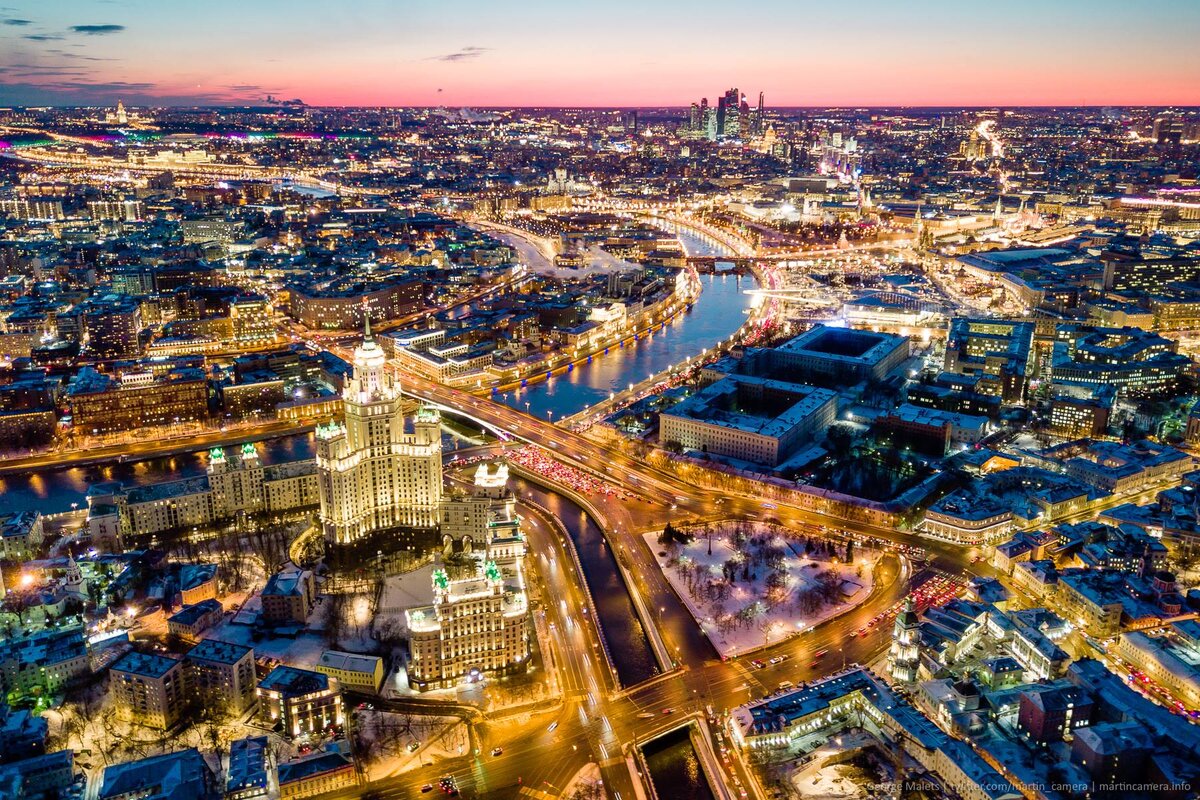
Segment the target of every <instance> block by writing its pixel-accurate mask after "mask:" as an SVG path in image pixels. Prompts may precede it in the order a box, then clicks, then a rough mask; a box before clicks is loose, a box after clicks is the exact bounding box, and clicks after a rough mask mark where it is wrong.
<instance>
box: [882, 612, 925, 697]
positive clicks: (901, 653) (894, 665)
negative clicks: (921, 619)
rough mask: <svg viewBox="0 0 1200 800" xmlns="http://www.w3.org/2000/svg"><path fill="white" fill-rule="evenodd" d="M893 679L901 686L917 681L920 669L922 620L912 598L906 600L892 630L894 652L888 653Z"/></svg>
mask: <svg viewBox="0 0 1200 800" xmlns="http://www.w3.org/2000/svg"><path fill="white" fill-rule="evenodd" d="M888 667H889V669H890V670H892V679H893V680H895V681H898V682H901V684H911V682H912V681H914V680H917V672H918V670H919V668H920V618H919V616H917V608H916V606H914V604H913V602H912V597H908V599H907V600H905V603H904V610H901V612H900V613H899V614H896V621H895V626H894V627H893V628H892V650H890V651H889V652H888Z"/></svg>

######

**Problem statement**
Could you output every item above verbatim, leaving out the pictures?

**Result of this exercise**
Segment the target of every <instance> block by writing its pixel-accurate mask after "mask:" as an SVG path in image pixels. Prompts may precede it in the order a box, then clicks, then a rough mask; a box before clicks is loose, a box after clicks is the exact bounding box, and clicks after a rough mask mark where it is wrong.
<instance>
box: [882, 612, 925, 697]
positive clicks: (901, 653) (894, 665)
negative clicks: (921, 619)
rough mask: <svg viewBox="0 0 1200 800" xmlns="http://www.w3.org/2000/svg"><path fill="white" fill-rule="evenodd" d="M893 679L901 686L917 681L920 669L922 620L912 598L906 600L892 630L894 652L888 653Z"/></svg>
mask: <svg viewBox="0 0 1200 800" xmlns="http://www.w3.org/2000/svg"><path fill="white" fill-rule="evenodd" d="M888 667H889V669H890V670H892V679H893V680H895V681H898V682H901V684H911V682H912V681H914V680H917V672H918V670H919V668H920V618H919V616H917V608H916V606H914V604H913V602H912V597H908V599H907V600H905V603H904V610H901V612H900V613H899V614H896V621H895V626H894V627H893V628H892V650H890V651H889V652H888Z"/></svg>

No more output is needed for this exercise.